» Given instruction
Reproduce the lines below word for word, omitting the pictures.
--- Given data ---
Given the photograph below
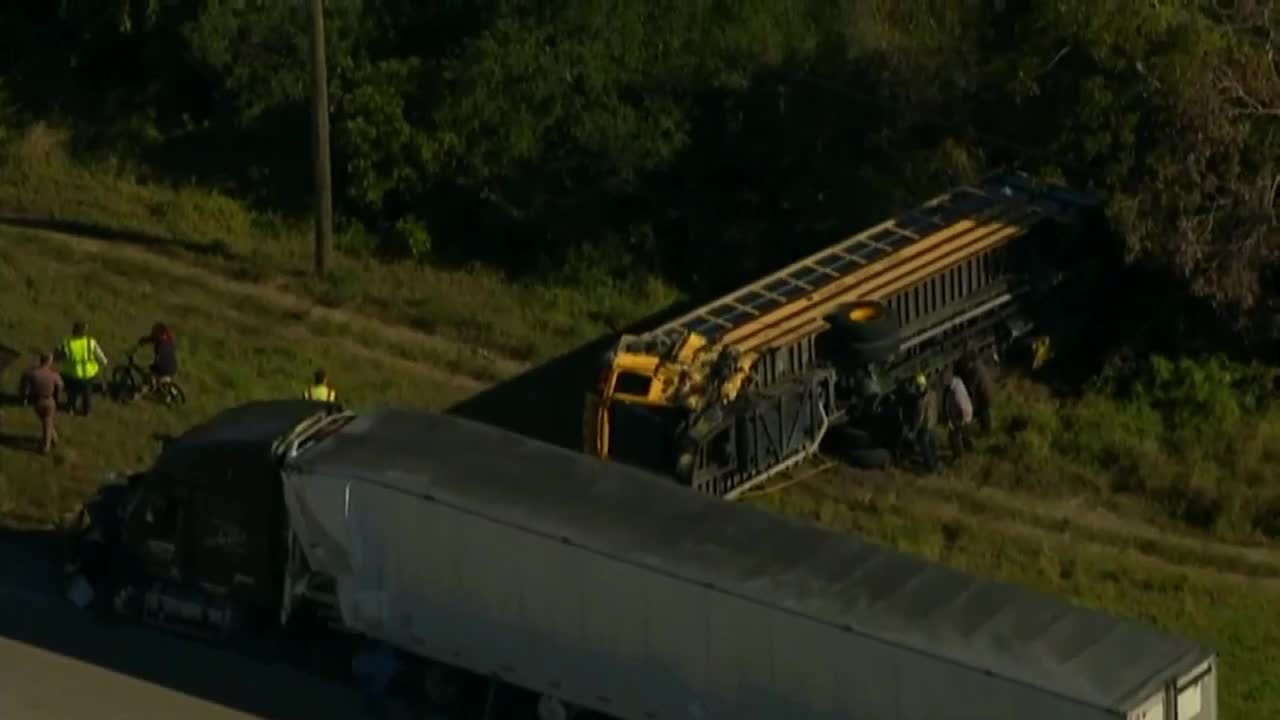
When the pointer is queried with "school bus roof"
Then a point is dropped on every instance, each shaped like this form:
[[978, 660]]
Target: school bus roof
[[874, 263]]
---
» Exercise result
Given the photograph below
When the pointer is queried with "school bus roof"
Then a point is dropped on every instance, each shaped like this form:
[[978, 660]]
Target: school bus roof
[[874, 263]]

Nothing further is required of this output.